ABOUT THIS EXERCISE: Reproduce the records below exactly, leaving out any pictures.

TASK DATA:
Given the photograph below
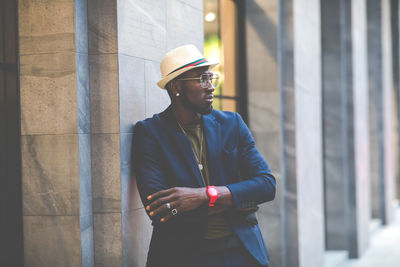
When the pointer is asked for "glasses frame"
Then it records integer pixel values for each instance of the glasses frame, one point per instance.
(205, 84)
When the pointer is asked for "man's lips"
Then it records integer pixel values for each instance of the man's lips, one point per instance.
(209, 98)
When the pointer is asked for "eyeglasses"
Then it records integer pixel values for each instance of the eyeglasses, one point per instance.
(205, 79)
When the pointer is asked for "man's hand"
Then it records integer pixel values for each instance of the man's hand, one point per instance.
(182, 199)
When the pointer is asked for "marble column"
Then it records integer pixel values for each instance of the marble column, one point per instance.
(380, 86)
(55, 146)
(394, 10)
(264, 109)
(388, 112)
(358, 211)
(345, 186)
(105, 132)
(301, 133)
(334, 56)
(146, 31)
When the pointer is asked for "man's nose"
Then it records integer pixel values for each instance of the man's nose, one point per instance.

RESULT BELOW:
Given the photograph below
When the pointer is asked for "glasses frame"
Then it records integer pixel values for each instance of the glasses frame, one point per instance.
(205, 84)
When the pointer is asked for "man's lips"
Then it records integer pixel values for each instance of the man's lips, one point per instance.
(209, 98)
When the pointer is asked for "eyeglasses"
Then it records integer pixel values for each instance of the eyeglasses, one point per instance.
(205, 79)
When the pointer is asked for "man's hand"
Then it records integer pixel values for each instance of the man's hand, one point per instance.
(182, 199)
When the pointer is asked for "marble column"
Then it records integer pixel values for each instance of the marble column, one point per instance.
(380, 86)
(55, 146)
(394, 10)
(264, 109)
(388, 112)
(358, 211)
(345, 186)
(105, 132)
(301, 133)
(334, 56)
(146, 31)
When the pointer is asked for "man's nose"
Then it records integer pixel values for each instance of the man's nose, one point per instance.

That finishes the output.